- _Exercise instructions_: Copy all of the records below word for word, keeping every line the same.

- _Data excerpts_:

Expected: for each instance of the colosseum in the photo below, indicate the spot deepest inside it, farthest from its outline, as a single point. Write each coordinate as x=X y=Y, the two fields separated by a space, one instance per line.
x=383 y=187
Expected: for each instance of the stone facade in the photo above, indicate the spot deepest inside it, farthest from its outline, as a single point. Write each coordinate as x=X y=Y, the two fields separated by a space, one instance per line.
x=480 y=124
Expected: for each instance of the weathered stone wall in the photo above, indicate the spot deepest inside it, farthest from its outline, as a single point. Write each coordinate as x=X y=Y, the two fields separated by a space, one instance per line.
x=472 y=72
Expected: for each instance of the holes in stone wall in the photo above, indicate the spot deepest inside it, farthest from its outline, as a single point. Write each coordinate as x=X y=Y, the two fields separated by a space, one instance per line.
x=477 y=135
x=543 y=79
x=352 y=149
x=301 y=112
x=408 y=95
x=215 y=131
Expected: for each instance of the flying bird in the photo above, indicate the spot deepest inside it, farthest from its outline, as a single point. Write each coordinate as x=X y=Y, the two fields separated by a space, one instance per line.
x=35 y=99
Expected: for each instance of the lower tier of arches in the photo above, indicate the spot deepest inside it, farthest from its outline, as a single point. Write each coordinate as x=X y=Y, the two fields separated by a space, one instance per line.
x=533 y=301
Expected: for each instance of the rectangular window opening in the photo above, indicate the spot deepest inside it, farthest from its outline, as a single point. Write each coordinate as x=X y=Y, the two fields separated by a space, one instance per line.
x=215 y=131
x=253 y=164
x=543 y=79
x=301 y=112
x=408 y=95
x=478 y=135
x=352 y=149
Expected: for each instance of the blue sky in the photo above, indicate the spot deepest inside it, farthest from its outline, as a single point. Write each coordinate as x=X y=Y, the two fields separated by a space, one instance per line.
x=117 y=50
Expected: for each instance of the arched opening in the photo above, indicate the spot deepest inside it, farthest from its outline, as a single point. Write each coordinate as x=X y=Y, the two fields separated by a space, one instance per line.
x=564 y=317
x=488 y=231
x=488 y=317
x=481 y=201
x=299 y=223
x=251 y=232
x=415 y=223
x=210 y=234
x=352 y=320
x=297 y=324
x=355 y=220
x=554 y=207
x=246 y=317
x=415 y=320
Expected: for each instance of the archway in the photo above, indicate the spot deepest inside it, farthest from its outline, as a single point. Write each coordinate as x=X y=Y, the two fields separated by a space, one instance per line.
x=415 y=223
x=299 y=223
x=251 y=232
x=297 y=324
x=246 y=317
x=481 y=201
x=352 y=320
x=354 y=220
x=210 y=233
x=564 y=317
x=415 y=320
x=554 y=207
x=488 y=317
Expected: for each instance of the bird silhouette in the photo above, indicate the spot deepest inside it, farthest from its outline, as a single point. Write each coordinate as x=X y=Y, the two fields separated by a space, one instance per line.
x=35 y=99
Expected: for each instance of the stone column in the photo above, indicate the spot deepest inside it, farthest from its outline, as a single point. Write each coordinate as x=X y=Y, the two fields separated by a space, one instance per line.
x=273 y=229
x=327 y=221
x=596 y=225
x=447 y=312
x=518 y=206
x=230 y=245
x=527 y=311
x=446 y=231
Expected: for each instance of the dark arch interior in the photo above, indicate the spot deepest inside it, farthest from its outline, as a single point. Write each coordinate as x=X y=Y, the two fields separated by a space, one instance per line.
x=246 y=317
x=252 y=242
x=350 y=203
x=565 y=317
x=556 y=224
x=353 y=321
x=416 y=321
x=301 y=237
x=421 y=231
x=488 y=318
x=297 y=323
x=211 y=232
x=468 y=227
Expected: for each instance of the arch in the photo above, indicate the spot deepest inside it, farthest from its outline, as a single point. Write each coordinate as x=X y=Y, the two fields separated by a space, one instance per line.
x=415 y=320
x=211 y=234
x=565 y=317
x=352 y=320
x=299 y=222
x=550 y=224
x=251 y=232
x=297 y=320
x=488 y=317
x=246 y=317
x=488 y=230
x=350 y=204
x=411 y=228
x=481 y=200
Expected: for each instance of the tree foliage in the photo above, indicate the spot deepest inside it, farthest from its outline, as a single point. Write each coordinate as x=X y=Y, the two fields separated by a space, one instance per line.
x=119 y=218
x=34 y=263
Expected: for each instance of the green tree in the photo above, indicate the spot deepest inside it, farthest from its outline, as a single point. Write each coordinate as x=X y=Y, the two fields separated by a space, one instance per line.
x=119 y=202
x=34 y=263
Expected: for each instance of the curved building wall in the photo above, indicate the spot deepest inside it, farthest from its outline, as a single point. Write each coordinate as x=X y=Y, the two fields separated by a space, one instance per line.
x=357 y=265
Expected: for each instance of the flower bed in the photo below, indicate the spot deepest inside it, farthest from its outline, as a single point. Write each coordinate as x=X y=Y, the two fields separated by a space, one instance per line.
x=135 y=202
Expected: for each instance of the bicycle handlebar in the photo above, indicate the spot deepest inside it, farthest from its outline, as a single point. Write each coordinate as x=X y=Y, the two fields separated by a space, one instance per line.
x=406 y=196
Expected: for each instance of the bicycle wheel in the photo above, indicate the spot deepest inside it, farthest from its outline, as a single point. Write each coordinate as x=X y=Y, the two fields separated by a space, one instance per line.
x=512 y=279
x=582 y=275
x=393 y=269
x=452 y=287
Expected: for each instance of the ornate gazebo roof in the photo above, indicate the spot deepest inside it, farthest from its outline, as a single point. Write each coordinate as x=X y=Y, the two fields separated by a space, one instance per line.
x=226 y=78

- _Result of this task_:
Expected: for each instance of the colosseum in the photo below, indicate the spot deepest inside it, farthest from its outline, as a single point. Write each coordinate as x=X y=Y, the two fields separated by a space, one instance per line.
x=383 y=187
Expected: for each instance of the stone facade in the photo above, indicate the spot deepest inside it, farthest from its outline, as a single point. Write each coordinate as x=X y=Y, the two fields separated by a space, one instance per line.
x=480 y=124
Expected: for each instance of the weathered stone wall in the photo above, indicate the spot deepest inside it, farthest from its outline, as a single point. Write each coordinate as x=X y=Y, the two fields separated by a space, one instance per line.
x=472 y=72
Expected: for each instance of the holes in stone wall in the photo above, indicate the spot deepest inside it, farthest from its outline, as a single point. Write each coordinate as x=X y=Y, the two fields separated by a space, one instance per line.
x=477 y=135
x=543 y=79
x=352 y=149
x=301 y=112
x=408 y=95
x=215 y=131
Expected: for each instance of the flying bird in the photo above, indicate the spot deepest inside it, farthest from its outline, as a single point. Write each coordinate as x=X y=Y, the two fields separated by a space, one instance per line.
x=35 y=99
Expected: for each instance of the lower tier of arches in the photo above, indicate the spot deepest inside it, farthest from its outline, as a single point. Write each coordinate as x=X y=Y, the two fields separated by a space, one instance per line.
x=533 y=301
Expected: for each instance of the rectangular window opening in the photo above, indicate the spot deepest inside it, farthest from its outline, as a single point. Write each coordinate as x=X y=Y, the two fields separated by a space, one instance per line.
x=215 y=131
x=253 y=164
x=543 y=79
x=301 y=112
x=408 y=95
x=478 y=135
x=352 y=149
Expected: for each instance of the blue sky in the photo above, indicate the spot deepest inside it, farthest from its outline, as a single point. Write each coordinate as x=X y=Y, the two fields separated by a space, one instance per line.
x=117 y=50
Expected: for each instance of the arched opening in the photo above, indicate the spot deepest inside it, farthest from its outline, as a single point. Write each coordinate as x=X y=Y, the two fields separated by a space, one instance per line.
x=564 y=317
x=488 y=231
x=488 y=317
x=481 y=201
x=299 y=223
x=251 y=232
x=415 y=223
x=210 y=234
x=352 y=320
x=297 y=324
x=355 y=220
x=554 y=207
x=246 y=317
x=415 y=320
Expected: for each instance of the archway in the photo above, indicate the spot deepest inside it, farthest from its outline, as a single point. Write each coordinate as x=X y=Y, the two fields separated by a space, one instance per line.
x=415 y=223
x=299 y=223
x=251 y=232
x=297 y=324
x=246 y=317
x=481 y=201
x=352 y=320
x=354 y=220
x=210 y=233
x=564 y=317
x=415 y=320
x=554 y=207
x=488 y=317
Expected: for each instance of the bird silhouette in the photo above, indicate the spot deepest inside it, farthest from its outline, as a single point. Write each coordinate as x=X y=Y, the two fields separated by a space, one instance per line.
x=35 y=99
Expected: for each instance of the stone column in the photo above, indicate the spot deepest inside it, farthest from its outline, as a single point. Write each coordinate as x=X y=Y, the two fields separated by a space, one instance per line.
x=273 y=229
x=327 y=221
x=596 y=225
x=447 y=312
x=518 y=206
x=230 y=245
x=527 y=311
x=446 y=231
Expected: for each instance of the dark arch interior in the photo above, indicate the spot deepest inside it, farthest from its outline, as a single point. Write each coordinate as x=X y=Y, the two fields separated by a space, one instance per line.
x=246 y=317
x=252 y=242
x=350 y=203
x=565 y=317
x=556 y=224
x=353 y=321
x=416 y=321
x=301 y=237
x=421 y=231
x=488 y=318
x=297 y=323
x=211 y=232
x=468 y=227
Expected: for each instance of the arch in the photo above, indicate the spot deepest inside it, farthest from its outline, as a single point. Write each coordinate as x=X y=Y, the two fields separated by a space, one instance per line.
x=415 y=320
x=211 y=234
x=565 y=317
x=352 y=320
x=299 y=222
x=550 y=224
x=251 y=232
x=297 y=320
x=488 y=317
x=246 y=317
x=488 y=230
x=350 y=204
x=411 y=228
x=481 y=200
Expected: for each instance of the tree foliage in the photo above, indicate the spot deepest inside it, farthest from its outline, as a single point. Write each coordinate as x=X y=Y, the two fields separated by a space, one instance per line.
x=119 y=218
x=34 y=263
Expected: for each instance of the green tree in the photo above, indicate the spot deepest inside it, farthest from its outline, as a single point. Write each coordinate as x=X y=Y, the two fields separated by a space, one instance per line.
x=119 y=202
x=34 y=263
Expected: for each instance of the curved building wall in the photo above, indicate the spot deepest inside it, farthest from its outline, as a single point. Write each coordinate as x=X y=Y, the two fields separated by a space, one instance per line.
x=357 y=265
Expected: for each instance of the flower bed in the photo below, indicate the spot deepest inside it, farthest from its outline, as a single point. Write each coordinate as x=X y=Y, the two fields separated by a space, one instance per line.
x=135 y=202
Expected: for each instance of the bicycle handlebar in the photo above, indicate the spot deepest inside it, farthest from its outline, as a single point. Write each coordinate as x=X y=Y, the two fields separated by a space, one instance per line.
x=406 y=196
Expected: for each instance of the bicycle wheel in the photo above, indicate the spot deepest inside it, farthest from its outline, as a single point. Write each coordinate as x=X y=Y, the two fields separated by a space, one instance per line.
x=512 y=279
x=582 y=275
x=393 y=269
x=452 y=287
Expected: for each instance of the ornate gazebo roof in the photo above, indicate the spot deepest inside it, farthest from its outline, as a single point. Write each coordinate as x=X y=Y, the two fields separated by a space, one instance per line.
x=226 y=78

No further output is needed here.